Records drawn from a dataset
================

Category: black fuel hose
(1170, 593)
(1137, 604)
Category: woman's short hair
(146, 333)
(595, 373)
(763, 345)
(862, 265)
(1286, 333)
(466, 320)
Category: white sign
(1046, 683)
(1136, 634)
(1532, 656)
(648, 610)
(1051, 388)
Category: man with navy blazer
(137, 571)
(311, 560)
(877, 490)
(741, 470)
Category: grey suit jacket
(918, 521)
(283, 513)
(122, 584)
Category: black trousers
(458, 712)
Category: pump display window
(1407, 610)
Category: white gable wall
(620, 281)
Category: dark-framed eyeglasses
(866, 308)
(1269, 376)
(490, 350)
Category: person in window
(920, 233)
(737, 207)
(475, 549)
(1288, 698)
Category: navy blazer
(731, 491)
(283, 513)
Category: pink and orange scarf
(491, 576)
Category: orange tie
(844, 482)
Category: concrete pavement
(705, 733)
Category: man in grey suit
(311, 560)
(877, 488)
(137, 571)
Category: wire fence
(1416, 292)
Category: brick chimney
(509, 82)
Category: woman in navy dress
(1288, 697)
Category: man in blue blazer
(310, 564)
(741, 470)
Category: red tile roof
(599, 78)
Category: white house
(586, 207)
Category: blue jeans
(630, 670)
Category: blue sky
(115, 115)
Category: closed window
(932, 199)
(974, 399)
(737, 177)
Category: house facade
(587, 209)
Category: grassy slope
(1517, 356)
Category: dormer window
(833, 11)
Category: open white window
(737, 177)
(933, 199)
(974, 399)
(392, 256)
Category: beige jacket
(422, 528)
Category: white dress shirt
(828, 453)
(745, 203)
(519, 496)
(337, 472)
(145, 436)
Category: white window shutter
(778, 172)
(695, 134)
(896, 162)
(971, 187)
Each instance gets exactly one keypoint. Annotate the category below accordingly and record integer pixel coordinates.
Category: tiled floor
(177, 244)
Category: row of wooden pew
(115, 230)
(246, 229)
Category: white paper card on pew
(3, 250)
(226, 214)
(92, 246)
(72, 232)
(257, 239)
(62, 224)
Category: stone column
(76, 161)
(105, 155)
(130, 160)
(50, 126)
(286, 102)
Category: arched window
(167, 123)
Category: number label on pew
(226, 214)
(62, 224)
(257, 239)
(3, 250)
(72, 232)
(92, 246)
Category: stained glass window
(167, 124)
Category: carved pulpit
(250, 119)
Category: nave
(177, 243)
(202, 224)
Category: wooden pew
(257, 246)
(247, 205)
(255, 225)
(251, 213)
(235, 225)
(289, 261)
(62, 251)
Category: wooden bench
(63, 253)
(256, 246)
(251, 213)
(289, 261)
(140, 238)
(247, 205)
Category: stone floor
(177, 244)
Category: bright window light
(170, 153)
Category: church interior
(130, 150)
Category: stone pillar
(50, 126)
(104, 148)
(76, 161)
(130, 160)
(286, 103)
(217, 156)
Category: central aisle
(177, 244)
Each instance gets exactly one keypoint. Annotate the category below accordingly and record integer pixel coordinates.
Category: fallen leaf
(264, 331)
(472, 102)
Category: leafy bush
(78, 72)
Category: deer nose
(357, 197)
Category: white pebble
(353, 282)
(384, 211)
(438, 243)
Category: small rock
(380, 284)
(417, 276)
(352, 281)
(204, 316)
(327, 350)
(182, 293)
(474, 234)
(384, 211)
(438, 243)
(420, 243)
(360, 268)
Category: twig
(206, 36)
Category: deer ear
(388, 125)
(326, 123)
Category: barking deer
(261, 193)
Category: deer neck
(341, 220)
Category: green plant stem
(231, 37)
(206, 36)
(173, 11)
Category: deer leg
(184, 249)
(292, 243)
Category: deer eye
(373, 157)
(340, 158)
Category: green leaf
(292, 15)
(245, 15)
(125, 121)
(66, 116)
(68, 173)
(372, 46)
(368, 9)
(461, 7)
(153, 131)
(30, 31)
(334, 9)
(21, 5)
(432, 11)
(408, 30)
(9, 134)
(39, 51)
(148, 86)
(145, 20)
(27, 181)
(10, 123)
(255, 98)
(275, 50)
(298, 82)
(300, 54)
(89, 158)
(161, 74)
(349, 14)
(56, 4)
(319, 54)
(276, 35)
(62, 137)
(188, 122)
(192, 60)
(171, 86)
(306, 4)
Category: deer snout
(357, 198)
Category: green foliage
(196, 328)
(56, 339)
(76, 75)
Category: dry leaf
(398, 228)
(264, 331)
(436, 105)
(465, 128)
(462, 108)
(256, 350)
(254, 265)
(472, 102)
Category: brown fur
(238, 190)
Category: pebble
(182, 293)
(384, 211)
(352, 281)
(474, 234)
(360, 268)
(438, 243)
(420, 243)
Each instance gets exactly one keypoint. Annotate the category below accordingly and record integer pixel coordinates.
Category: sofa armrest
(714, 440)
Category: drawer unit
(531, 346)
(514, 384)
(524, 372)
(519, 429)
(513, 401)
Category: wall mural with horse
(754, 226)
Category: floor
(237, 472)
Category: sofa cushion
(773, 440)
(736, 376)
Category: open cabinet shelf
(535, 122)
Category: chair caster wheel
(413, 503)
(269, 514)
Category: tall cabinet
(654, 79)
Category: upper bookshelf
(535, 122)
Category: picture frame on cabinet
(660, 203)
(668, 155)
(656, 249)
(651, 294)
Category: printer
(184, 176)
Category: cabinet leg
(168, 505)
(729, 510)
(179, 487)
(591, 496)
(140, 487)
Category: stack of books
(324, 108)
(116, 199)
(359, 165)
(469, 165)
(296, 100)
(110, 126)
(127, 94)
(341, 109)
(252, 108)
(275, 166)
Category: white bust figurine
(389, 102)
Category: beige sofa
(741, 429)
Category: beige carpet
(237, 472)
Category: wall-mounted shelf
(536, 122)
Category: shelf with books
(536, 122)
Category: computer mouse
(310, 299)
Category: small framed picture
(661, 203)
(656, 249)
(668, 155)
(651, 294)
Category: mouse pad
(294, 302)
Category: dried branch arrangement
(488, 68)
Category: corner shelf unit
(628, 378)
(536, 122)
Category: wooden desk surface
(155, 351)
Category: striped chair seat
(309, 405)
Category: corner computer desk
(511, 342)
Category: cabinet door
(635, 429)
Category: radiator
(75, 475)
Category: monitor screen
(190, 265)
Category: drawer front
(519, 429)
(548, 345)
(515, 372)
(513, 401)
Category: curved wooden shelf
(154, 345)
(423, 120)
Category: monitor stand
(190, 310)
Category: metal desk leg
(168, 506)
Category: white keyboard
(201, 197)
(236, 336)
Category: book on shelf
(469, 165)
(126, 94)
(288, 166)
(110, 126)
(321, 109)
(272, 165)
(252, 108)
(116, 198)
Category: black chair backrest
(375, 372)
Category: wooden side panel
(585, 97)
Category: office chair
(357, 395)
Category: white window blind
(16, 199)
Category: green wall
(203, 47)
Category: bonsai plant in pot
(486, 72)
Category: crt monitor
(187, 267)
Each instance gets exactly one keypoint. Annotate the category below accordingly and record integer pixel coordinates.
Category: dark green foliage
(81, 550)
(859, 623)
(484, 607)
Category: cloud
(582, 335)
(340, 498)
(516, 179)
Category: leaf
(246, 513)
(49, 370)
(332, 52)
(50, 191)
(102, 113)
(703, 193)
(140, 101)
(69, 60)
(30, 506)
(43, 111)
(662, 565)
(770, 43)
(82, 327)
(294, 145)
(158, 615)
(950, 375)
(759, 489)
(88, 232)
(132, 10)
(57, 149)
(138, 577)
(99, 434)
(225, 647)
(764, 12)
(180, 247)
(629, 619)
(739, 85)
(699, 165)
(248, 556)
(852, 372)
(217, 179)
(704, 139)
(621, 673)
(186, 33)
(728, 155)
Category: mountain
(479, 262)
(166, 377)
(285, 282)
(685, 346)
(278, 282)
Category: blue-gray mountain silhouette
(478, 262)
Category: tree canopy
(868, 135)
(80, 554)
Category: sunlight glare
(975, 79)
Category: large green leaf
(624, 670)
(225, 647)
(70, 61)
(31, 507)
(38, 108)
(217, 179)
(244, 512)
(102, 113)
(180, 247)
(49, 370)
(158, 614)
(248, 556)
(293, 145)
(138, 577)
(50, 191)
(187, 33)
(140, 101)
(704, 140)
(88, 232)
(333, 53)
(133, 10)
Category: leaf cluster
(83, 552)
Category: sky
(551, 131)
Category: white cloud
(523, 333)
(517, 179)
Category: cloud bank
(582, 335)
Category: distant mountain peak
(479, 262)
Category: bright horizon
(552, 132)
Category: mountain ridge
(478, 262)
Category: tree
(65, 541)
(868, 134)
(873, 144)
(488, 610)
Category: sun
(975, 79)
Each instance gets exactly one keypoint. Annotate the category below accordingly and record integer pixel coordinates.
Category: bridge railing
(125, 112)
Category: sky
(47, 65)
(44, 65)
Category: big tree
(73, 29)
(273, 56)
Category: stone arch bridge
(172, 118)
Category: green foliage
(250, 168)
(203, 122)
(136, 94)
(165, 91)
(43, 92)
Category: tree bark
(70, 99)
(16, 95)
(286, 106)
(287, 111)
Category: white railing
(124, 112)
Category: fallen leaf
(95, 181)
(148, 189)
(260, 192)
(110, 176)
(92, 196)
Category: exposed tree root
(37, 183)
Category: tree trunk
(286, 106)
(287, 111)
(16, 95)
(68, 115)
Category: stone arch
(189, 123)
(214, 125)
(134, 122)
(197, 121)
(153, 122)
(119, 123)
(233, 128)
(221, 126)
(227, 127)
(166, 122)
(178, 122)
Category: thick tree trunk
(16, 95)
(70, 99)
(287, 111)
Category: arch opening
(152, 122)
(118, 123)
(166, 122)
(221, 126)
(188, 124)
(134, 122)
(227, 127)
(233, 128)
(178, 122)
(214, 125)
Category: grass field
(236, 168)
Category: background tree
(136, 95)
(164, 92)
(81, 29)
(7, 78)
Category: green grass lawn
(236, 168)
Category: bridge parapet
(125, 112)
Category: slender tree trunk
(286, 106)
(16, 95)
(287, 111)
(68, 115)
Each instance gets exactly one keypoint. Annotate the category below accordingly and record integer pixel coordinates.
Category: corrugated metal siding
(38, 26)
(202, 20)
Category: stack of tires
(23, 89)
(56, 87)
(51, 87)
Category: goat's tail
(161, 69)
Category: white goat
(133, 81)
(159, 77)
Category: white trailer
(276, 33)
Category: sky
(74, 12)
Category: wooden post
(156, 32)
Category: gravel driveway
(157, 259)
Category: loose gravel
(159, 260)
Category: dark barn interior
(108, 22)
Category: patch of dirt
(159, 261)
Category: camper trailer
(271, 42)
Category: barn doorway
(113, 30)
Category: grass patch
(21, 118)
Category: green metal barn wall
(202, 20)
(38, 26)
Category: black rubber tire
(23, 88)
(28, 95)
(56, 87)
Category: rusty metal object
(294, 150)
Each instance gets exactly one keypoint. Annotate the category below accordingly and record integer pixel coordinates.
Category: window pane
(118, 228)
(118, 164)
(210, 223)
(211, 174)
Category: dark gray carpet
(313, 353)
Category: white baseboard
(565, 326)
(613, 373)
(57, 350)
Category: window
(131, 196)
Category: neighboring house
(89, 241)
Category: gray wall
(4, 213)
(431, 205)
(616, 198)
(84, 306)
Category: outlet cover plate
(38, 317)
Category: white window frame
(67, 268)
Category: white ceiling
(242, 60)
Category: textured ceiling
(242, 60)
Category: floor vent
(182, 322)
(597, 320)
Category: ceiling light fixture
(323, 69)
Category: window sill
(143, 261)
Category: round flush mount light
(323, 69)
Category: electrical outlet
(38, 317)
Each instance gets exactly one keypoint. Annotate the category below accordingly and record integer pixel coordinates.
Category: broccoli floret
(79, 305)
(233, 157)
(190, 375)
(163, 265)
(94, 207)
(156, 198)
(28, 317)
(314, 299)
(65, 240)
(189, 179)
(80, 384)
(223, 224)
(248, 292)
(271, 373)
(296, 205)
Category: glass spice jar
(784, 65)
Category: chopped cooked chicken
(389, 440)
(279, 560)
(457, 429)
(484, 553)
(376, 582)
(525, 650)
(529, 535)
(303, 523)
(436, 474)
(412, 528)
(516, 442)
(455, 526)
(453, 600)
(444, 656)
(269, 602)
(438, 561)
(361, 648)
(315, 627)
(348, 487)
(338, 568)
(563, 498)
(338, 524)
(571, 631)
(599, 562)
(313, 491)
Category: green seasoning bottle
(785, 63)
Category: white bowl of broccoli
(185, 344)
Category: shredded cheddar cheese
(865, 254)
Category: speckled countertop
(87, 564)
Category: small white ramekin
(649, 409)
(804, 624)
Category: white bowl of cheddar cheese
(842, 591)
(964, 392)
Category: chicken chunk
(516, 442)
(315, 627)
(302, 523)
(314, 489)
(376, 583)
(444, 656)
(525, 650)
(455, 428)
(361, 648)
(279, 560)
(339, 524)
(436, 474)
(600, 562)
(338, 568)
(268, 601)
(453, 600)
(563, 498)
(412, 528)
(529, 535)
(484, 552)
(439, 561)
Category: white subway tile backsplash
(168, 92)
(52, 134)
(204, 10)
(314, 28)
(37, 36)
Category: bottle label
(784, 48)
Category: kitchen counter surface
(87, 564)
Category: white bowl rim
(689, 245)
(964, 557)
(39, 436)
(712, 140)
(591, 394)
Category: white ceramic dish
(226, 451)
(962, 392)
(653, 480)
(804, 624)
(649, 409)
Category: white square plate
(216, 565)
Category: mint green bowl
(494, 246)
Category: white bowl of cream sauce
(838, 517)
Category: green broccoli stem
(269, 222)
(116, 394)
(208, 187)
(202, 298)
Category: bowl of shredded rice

================

- **WHAT IS BEING ASKED**:
Every line from the one containing "Category: white bowl of broccoli" through the final line of the data above is to be restated word for word, and nothing more.

- **WRITTEN SOLUTION**:
Category: white bowl of broccoli
(185, 344)
Category: shredded cheddar cheese
(865, 254)
Category: speckled countertop
(87, 564)
Category: small white ramekin
(649, 409)
(804, 624)
Category: white bowl of cheddar cheese
(842, 591)
(964, 392)
Category: chicken chunk
(516, 442)
(315, 627)
(302, 523)
(314, 489)
(376, 583)
(444, 656)
(525, 650)
(455, 428)
(361, 648)
(279, 560)
(339, 524)
(436, 474)
(600, 562)
(338, 568)
(268, 601)
(453, 600)
(563, 498)
(412, 528)
(529, 535)
(484, 552)
(439, 561)
Category: white subway tile backsplash
(168, 92)
(52, 134)
(204, 10)
(314, 28)
(37, 36)
Category: bottle label
(784, 48)
Category: kitchen counter surface
(87, 564)
Category: white bowl rim
(689, 245)
(964, 557)
(39, 436)
(712, 140)
(591, 394)
Category: white ceramic dish
(226, 451)
(962, 392)
(653, 480)
(804, 624)
(649, 409)
Category: white square plate
(216, 565)
Category: mint green bowl
(494, 246)
Category: white bowl of cream sauce
(838, 517)
Category: green broccoli stem
(269, 222)
(116, 394)
(208, 187)
(202, 298)
Category: bowl of shredded rice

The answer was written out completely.